Chrysalis  (English version) / Désirs contraires (French version) is the second international studio album by Anggun. The album was released by Columbia Records and Sony Music Entertainment in over 15 countries in Europe and Asia, with the English version being first released in Japan on 30 August 2000 and the French version premiering in France on 2 October 2000. A major departure to her debut album's world music composition, Chrysalis features electropop sounds with elements of R&B and ambient music. The album was again produced by Erick Benzi, but it featured some of Anggun's compositions. Anggun also co-wrote the entire material on the English version.

Chrysalis debuted at number 66 on the Billboards European Top 100 Albums chart. It became her second top-ten album in Italy, and was certified gold in a week after its release. In Indonesia, Chrysalis received quadruple Platinum certification. Désirs contraires peaked at number 48 on the French Albums Chart and has sold about 30,000 copies in France. The album received Platinum Export for its commercial success outside France. Singles released were "Still Reminds Me" and "Chrysalis" from Chrysalis, as well as "Un geste d'amour" and "Derrière la porte" from Désirs contraires. To promote the album, Anggun embarked on a tour across Asia and Europe, including her first ever concert in France at Le Bataclan on 1 February 2001.

Composition
As the title suggests, Chrysalis shows Anggun's growth—both personally and musically—as prior to the release of the album, she divorced her husband of seven years, Michel Georgea. The divorce presumably inspired Anggun to write songs like "Still Reminds Me" and "Broken Dream," among others, on the album. The album also marked Anggun's artistic development, as a departure from Snow on the Sahara where she only co-wrote one song, on Chrysalis she co-wrote every song with Erick Benzi with exceptions of "Rain," "Tears of Sorrow," and "Non Angelical," (co-written with Cathy Grier and Erick Benzi) and "Comme un privilege" (co-written with Erick Benzi and Nicolas Mingot). Anggun's songwriting varies from heartbroken ("Still Reminds Me," "Broken Dream"), love-longing ("Breathing," "Signs of Destiny"), humanity ("Tears of Sorrow," "How the World...") even spirituality ("A Prayer") and a fan's obsession ("Want You to Want Me").

* _SET TASKS_:
• a. Quote the text about the album Chrysalis word for word, between "Chrysalis debuted at" and "1 February 2001.", inclusive.
• b. Continue the text about the album Chrysalis, starting after its last sentence.

* _DATASET_:
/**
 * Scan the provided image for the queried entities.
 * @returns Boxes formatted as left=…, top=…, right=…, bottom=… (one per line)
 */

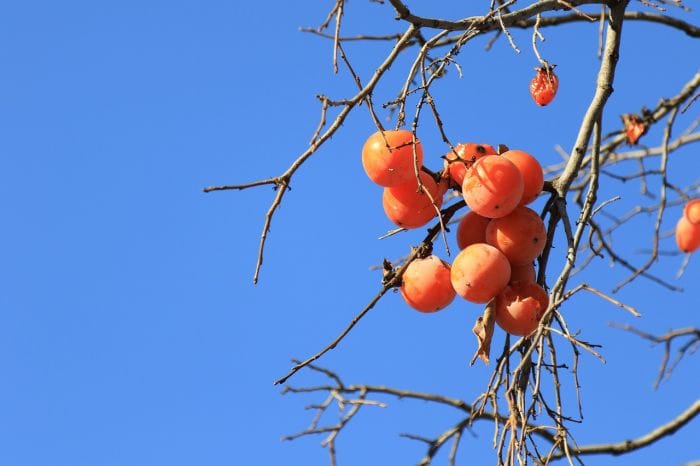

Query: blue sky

* _RESULTS IN ORDER_:
• a.
Chrysalis debuted at number 66 on the Billboards European Top 100 Albums chart. It became her second top-ten album in Italy, and was certified gold in a week after its release. In Indonesia, Chrysalis received quadruple Platinum certification. Désirs contraires peaked at number 48 on the French Albums Chart and has sold about 30,000 copies in France. The album received Platinum Export for its commercial success outside France. Singles released were "Still Reminds Me" and "Chrysalis" from Chrysalis, as well as "Un geste d'amour" and "Derrière la porte" from Désirs contraires. To promote the album, Anggun embarked on a tour across Asia and Europe, including her first ever concert in France at Le Bataclan on 1 February 2001.

• b.
The music is also a departure from the highly ethnic-influenced Snow on the Sahara to more Euro-pop/electro sounds. This evident is clear on songs like "Rain" ("Les champs de peine"), "Signs of Destiny" ("Tout peut arriver") and "Forbidden Love." Meanwhile, her pop/world trademark can also be found on "How The World..." ("Une femme"). The album also features some acoustic ballads (accompanied with piano only), in songs like "Want You to Want Me" ("Tu nages") and "Broken Dream". "Tu nages" was later covered by Celine Dion for her French album 1 fille & 4 types (2003).

Another thing, the album has a lot simpler production compared to Snow on the Sahara, as the sounds are mainly based on synth and computer programming. Only two instruments were used: electric guitar and keyboards. Like her debut album, the music on the English version is the same as the French one, but this time around, the lyrics are different (on Chrysalis, Anggun wrote all the lyrics by herself except for four songs and on Désirs Contraires, Erick Benzi took a sole songwriting part). There are two songs in the French version which are not available on the English version ("Marcher sur la mer" and "Brume"). Instead, they are replaced with two original songs in English ("A Prayer" and "Forbidden Love").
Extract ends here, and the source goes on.